--- start Material to process ---

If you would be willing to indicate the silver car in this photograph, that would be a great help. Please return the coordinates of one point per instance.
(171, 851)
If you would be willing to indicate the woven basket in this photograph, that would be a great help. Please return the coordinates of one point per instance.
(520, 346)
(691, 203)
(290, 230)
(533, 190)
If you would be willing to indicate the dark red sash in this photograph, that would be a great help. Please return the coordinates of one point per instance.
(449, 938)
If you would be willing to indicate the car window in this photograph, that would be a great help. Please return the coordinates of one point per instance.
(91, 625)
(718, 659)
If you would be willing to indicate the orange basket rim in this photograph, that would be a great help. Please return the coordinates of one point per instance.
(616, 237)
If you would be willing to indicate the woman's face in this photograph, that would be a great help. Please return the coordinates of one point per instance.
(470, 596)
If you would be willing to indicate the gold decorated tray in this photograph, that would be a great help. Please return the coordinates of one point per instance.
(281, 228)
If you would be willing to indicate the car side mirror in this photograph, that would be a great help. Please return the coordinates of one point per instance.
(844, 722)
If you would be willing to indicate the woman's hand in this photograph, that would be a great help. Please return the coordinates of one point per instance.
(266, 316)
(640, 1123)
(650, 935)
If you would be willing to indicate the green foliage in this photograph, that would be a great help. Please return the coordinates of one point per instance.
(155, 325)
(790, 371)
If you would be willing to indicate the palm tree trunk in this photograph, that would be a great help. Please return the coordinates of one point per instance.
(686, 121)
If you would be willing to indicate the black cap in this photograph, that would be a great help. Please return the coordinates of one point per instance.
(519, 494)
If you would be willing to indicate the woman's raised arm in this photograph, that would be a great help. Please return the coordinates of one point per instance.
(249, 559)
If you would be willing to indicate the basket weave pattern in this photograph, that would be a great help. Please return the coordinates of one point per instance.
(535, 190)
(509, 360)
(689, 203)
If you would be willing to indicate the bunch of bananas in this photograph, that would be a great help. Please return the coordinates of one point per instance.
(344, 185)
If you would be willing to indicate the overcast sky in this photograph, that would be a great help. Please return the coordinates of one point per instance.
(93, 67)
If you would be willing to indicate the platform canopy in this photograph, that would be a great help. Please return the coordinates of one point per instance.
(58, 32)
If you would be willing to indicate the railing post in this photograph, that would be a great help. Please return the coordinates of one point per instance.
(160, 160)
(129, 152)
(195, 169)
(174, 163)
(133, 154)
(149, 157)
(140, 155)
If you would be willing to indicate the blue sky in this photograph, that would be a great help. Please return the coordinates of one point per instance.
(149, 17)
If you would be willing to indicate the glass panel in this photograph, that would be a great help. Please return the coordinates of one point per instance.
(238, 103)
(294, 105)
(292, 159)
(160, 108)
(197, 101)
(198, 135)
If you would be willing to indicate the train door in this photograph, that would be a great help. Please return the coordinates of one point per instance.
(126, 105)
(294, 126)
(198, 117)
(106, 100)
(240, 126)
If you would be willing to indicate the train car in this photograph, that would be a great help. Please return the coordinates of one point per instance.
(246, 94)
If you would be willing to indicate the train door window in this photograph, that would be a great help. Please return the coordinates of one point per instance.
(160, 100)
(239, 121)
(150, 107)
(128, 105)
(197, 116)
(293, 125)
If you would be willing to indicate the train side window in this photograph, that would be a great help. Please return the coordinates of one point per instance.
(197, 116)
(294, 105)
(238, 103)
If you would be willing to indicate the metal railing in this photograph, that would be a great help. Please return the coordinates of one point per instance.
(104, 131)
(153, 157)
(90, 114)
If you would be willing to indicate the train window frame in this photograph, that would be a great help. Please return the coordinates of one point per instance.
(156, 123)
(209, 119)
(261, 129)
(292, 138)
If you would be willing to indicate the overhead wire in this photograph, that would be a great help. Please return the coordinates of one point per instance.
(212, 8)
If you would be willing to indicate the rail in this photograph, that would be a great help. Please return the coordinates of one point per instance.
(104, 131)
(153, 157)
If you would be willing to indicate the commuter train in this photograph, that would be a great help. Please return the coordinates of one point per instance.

--- end Material to process ---

## Required work
The records above should be returned exactly.

## Output below
If you would be willing to indicate the silver car in this photograph, that would be a great help. Please return the coordinates of one point per instance.
(171, 851)
If you would be willing to indicate the woven basket in this photograph, that would be a great help. Please return the coordinates of one point per instance.
(520, 346)
(691, 203)
(290, 230)
(533, 190)
If you would be willing to indicate the dark red sash in this photograph, that would be a great help. Please return the coordinates of one point per instance.
(449, 938)
If you would be willing to indicate the car window in this photograph, that would be a great help. Please return the coordinates of one point per instance.
(91, 625)
(718, 659)
If you would be willing to indicate the orange basket rim in this photograph, that would be a great help. Please return the coordinates of one point per instance.
(616, 237)
If you would be willing to indicate the woman's face in this photograph, that would be a great help. Please return the coordinates of one point per instance.
(470, 596)
If you would be willing to indicate the gold decorated tray in this photograph, that would be a great help. Please return the coordinates of one point per instance.
(281, 228)
If you would be willing to indicate the car side mirror in this photograph, that would be a great help. Please return the coordinates of one point per instance.
(844, 722)
If you would be willing to indicate the woman's hand in this photograph, that would be a great help. Please return the coordinates of one point per instance.
(266, 316)
(640, 1123)
(650, 935)
If you would be willing to indicate the green foliage in this photograph, that would be a great help. Please return the coordinates of one point per instance.
(155, 325)
(790, 371)
If you would be willing to indicate the palm tree trunk in this photograph, that would be a great help. Please return the coordinates of one point per instance.
(686, 121)
If you would be willing to indicate the black cap in this photograph, that would be a great help. Please return the coordinates of one point per instance.
(519, 494)
If you would be willing to indicate the woman's raised arm in this photograph, that would be a great help. Please return the coordinates of one point per instance.
(249, 559)
If you would be willing to indicate the basket weave pattern in this photograph, that would be a great help. Please return the coordinates of one point per instance.
(535, 190)
(509, 360)
(689, 203)
If you would be willing to indicate the bunch of bananas in this photograph, that would be a great help. Please return the coordinates of one point per instance.
(344, 185)
If you would be willing to indicate the overcast sky in this photograph, that would be a great help. Please return the coordinates of one point per instance.
(93, 67)
If you would be willing to indicate the platform canopy in this photograph, that would be a great help. Please return the coordinates of one point per instance.
(58, 32)
If you would be willing to indicate the railing post in this photograph, that would be a great help. Please return the coordinates of one point per instance.
(160, 160)
(129, 152)
(195, 169)
(174, 163)
(133, 154)
(149, 157)
(140, 155)
If you would be willing to indicate the blue sky in this photograph, that would be a great help. Please return the coordinates of one point per instance.
(149, 17)
If you would be willing to indicate the glass panel in this photograph, that would be a great help. Please return the coordinates of one point per instance.
(238, 103)
(294, 105)
(292, 159)
(160, 108)
(197, 101)
(198, 135)
If you would be willing to indicate the train door in this photograph, that would be a great help. Please return the coordinates of one point per instance.
(126, 105)
(294, 126)
(198, 117)
(106, 100)
(240, 126)
If you would be willing to indicate the train car in this photograph, that would be a great help. Please return the coordinates of one point per instance.
(246, 94)
If you would be willing to indicate the train door window in this photograph, that would be a great help. Please return the coordinates of one point per instance.
(160, 100)
(239, 121)
(150, 107)
(128, 105)
(197, 116)
(293, 125)
If you would be willing to indicate the train side window in this photograph, that would be a great help. Please return the coordinates of one point per instance.
(197, 116)
(294, 105)
(238, 103)
If you would be willing to indicate the metal railing in this photograph, that would be a great help. Please return the coordinates of one point per instance.
(104, 131)
(153, 157)
(90, 114)
If you would be willing to indicate the train window frame in this photograph, that would be a great help. Please return the coordinates of one point per instance.
(156, 123)
(209, 119)
(261, 129)
(292, 138)
If you would be willing to indicate the overhead wire in this photograph, that would be a great help. Please return the coordinates of one point per instance.
(212, 8)
If you would be willing to indicate the rail in this photograph, that would be a great help. Please return the coordinates of one point per instance.
(104, 131)
(153, 157)
If you would be willing to indicate the commuter train in this photograph, that would be a great help. Please return the coordinates of one point per instance.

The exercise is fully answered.